[START OF Dataset records]
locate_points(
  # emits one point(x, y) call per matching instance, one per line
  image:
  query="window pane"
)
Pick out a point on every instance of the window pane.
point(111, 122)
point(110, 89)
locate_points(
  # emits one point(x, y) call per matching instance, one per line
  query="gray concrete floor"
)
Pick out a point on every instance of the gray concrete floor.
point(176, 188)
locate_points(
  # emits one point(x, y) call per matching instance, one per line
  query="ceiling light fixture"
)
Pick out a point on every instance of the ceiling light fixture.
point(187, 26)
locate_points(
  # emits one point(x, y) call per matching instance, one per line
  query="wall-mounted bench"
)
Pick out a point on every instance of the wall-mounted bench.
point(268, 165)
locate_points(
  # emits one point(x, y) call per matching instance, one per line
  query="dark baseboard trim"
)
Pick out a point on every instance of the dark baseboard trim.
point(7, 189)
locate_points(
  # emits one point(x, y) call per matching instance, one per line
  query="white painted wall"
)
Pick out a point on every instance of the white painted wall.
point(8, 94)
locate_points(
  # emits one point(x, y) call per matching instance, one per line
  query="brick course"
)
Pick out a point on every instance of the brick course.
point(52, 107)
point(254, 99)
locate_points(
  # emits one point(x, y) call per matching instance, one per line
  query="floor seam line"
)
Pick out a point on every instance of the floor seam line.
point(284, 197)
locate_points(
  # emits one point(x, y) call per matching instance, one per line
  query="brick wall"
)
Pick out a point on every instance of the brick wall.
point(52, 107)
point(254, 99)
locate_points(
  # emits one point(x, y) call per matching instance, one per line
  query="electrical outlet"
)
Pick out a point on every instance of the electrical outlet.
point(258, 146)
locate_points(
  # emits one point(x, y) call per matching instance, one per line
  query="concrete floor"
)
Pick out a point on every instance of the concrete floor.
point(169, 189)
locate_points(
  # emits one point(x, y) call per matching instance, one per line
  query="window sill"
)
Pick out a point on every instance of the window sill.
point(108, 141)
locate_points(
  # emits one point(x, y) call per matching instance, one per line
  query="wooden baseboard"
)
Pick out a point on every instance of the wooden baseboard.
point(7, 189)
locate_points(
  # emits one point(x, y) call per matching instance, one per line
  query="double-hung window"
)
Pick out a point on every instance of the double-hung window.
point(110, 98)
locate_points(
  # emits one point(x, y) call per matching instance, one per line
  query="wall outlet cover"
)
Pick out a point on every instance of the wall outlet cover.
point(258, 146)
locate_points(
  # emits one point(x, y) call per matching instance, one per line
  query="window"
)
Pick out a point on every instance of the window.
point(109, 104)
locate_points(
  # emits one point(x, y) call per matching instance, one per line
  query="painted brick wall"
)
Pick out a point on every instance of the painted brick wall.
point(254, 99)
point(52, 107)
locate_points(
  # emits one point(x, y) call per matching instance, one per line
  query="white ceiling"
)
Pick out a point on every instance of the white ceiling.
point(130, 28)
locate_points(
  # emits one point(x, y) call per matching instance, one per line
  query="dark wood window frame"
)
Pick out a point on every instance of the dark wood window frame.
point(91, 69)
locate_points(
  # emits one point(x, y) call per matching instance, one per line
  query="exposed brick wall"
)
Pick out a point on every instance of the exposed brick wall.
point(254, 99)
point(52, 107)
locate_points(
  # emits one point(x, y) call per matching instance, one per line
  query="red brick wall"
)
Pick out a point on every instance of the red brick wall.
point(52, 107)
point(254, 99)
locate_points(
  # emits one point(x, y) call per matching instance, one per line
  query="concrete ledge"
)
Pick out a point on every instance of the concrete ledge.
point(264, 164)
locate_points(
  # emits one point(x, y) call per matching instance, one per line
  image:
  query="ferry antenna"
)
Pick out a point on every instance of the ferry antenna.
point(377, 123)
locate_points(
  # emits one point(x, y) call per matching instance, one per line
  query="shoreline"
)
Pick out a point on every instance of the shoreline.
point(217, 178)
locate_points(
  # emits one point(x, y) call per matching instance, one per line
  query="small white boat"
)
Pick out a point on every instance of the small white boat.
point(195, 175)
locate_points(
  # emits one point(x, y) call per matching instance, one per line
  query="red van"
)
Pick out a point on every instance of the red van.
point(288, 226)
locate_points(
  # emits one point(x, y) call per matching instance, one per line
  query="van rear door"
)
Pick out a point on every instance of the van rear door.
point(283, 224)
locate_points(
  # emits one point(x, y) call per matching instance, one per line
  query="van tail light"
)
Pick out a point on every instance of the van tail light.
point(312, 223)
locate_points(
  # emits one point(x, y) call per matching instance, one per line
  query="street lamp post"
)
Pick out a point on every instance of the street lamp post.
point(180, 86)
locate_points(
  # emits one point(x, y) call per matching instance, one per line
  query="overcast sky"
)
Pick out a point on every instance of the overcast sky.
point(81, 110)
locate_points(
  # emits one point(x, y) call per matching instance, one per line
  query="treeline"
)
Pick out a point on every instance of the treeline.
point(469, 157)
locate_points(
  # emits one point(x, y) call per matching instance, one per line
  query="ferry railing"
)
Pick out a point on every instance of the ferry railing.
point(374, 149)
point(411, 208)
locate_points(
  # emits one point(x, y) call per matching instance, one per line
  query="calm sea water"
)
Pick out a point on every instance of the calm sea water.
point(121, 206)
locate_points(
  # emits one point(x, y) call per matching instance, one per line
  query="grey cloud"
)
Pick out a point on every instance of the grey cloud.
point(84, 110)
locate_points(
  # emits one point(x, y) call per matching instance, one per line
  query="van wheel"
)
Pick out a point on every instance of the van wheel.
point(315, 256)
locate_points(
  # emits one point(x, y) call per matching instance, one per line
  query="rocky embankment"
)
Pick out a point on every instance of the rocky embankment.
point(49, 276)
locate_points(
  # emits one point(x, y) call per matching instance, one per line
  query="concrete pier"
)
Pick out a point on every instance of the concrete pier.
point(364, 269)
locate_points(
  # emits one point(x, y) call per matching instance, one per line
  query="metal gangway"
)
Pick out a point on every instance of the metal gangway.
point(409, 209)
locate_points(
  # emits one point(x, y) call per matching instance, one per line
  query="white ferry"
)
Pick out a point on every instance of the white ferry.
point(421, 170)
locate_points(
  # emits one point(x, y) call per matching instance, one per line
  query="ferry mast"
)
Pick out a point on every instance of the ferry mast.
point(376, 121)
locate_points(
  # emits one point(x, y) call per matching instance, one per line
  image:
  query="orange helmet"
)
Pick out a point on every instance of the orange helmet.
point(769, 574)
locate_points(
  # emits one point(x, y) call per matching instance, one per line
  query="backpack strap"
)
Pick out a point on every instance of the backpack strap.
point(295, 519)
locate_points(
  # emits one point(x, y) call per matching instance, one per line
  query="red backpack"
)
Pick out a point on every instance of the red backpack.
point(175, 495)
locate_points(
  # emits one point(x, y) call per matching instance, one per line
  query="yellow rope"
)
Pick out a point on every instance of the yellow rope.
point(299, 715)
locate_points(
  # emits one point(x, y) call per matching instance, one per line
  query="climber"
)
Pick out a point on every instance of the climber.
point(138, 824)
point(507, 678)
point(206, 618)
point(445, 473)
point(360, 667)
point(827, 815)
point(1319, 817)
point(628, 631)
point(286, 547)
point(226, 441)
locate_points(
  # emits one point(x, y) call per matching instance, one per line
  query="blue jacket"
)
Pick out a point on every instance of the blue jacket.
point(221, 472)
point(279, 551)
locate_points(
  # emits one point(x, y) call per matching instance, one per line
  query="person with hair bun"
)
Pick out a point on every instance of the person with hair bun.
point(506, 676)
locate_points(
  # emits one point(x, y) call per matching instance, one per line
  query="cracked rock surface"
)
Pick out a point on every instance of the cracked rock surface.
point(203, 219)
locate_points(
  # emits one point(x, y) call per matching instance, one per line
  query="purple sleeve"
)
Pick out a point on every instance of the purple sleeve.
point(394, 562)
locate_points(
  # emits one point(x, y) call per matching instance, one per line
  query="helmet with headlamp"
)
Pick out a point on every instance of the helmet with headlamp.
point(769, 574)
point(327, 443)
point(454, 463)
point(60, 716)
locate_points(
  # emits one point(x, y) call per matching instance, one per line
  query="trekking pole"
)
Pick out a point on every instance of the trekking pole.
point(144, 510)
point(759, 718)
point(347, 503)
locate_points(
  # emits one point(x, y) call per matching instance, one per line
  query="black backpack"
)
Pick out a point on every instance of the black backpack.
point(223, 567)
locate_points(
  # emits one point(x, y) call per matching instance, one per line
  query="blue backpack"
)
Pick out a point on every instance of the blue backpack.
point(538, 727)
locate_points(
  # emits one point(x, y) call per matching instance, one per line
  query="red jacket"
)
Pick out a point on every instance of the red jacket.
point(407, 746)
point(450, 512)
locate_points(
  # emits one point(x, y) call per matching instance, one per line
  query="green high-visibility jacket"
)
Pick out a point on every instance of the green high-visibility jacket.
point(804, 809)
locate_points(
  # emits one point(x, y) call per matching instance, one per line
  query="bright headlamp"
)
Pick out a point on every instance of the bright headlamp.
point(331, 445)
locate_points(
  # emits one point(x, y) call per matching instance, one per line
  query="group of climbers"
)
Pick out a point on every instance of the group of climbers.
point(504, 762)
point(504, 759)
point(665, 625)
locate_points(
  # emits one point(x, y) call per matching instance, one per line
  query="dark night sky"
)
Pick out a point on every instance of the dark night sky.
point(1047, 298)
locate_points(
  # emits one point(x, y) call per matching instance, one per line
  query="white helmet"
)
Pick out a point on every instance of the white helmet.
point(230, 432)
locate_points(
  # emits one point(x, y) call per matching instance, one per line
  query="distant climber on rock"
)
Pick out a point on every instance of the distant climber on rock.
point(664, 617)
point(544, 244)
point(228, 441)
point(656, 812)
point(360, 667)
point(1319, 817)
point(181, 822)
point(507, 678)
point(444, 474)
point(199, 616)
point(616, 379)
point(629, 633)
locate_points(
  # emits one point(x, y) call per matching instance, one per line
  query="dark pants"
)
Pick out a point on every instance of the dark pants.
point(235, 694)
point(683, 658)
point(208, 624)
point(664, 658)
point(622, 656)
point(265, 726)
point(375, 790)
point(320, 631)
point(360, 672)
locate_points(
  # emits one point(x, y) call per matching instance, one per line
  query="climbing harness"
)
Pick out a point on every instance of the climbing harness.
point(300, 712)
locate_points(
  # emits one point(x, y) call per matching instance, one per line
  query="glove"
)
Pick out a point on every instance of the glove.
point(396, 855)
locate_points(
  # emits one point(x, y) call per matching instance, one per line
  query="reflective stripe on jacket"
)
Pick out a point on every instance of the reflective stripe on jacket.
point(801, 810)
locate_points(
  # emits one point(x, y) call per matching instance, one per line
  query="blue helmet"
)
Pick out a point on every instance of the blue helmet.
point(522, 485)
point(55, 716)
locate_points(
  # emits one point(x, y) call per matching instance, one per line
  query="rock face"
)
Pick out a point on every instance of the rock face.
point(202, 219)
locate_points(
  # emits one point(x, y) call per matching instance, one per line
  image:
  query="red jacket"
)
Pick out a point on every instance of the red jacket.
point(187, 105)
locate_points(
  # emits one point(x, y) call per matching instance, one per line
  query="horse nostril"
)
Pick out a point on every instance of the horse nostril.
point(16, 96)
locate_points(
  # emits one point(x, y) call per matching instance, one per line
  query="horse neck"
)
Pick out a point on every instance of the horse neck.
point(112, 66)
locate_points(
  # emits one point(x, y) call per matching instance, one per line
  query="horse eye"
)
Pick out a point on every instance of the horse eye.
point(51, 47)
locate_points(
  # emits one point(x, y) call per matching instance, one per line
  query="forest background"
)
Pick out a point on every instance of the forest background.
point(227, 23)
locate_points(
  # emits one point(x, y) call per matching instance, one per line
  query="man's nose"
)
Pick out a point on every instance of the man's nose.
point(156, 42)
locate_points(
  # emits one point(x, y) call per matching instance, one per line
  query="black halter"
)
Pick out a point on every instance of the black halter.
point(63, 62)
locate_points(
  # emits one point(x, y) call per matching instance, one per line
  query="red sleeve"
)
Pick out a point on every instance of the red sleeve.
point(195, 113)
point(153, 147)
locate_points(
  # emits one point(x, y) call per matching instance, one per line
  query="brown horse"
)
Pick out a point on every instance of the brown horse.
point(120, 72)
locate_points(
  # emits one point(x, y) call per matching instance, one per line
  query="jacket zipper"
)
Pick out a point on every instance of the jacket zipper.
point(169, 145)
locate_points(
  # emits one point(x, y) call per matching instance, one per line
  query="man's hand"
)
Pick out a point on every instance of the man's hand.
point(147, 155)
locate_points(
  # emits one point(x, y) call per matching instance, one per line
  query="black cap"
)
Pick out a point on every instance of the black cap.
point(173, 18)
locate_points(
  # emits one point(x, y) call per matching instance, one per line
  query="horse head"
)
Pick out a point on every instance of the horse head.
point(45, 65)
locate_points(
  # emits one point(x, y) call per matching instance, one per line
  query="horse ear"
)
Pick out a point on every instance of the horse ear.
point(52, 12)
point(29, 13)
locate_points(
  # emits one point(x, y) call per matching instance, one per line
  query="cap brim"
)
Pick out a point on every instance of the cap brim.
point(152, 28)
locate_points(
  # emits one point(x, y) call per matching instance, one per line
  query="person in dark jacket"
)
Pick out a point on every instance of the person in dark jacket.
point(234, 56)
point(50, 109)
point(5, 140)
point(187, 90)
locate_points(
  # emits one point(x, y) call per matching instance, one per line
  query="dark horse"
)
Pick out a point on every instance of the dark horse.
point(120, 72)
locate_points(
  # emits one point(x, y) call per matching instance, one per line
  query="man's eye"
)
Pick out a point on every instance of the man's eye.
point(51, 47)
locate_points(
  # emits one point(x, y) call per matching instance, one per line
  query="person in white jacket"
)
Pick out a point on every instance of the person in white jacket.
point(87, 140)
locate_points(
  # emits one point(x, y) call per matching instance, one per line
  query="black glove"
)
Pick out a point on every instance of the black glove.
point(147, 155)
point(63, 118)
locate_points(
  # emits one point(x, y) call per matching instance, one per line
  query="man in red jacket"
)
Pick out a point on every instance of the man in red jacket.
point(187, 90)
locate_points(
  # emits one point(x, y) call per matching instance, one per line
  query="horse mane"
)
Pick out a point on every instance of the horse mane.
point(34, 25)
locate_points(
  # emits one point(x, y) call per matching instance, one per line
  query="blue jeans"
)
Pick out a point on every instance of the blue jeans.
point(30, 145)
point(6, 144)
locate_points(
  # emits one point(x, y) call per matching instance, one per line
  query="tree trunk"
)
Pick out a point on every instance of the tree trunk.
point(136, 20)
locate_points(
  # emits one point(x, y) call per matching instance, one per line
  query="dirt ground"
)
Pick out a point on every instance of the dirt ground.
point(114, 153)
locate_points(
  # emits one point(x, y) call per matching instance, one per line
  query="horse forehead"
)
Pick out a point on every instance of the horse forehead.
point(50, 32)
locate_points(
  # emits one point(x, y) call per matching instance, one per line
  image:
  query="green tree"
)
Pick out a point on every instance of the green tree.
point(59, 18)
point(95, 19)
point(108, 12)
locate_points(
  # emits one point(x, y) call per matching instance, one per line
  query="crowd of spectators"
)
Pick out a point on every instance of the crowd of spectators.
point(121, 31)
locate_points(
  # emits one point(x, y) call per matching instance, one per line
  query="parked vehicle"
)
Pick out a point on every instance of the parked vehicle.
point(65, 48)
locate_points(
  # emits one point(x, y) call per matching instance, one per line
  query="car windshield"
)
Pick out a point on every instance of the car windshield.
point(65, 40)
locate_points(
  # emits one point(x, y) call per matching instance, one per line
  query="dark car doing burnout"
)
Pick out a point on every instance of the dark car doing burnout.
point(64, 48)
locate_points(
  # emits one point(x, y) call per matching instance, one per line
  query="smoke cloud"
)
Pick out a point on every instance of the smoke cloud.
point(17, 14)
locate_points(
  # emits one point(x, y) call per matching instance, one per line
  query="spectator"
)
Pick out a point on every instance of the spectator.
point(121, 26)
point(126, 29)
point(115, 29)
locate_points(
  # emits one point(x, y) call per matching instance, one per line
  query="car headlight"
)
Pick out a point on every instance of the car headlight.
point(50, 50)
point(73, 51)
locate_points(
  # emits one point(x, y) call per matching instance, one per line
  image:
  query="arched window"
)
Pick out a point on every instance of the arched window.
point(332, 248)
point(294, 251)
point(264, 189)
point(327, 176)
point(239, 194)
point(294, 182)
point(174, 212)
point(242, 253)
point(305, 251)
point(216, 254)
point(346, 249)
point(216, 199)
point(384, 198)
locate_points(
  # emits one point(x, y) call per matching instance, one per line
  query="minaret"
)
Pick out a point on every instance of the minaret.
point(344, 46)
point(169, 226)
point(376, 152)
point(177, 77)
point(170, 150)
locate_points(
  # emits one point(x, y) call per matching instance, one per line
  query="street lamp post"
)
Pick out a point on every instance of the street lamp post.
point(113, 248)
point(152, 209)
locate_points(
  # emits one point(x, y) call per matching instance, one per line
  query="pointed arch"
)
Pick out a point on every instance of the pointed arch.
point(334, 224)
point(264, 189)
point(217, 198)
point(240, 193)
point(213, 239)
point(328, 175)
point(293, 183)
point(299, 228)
[END OF Dataset records]
§ Short exercise:
Which lines above contain the string "shoreline"? Copy each of them in full, treating uppercase and lowercase letters as distinct.

§ Output:
  query="shoreline"
Pick out a point on every instance of the shoreline.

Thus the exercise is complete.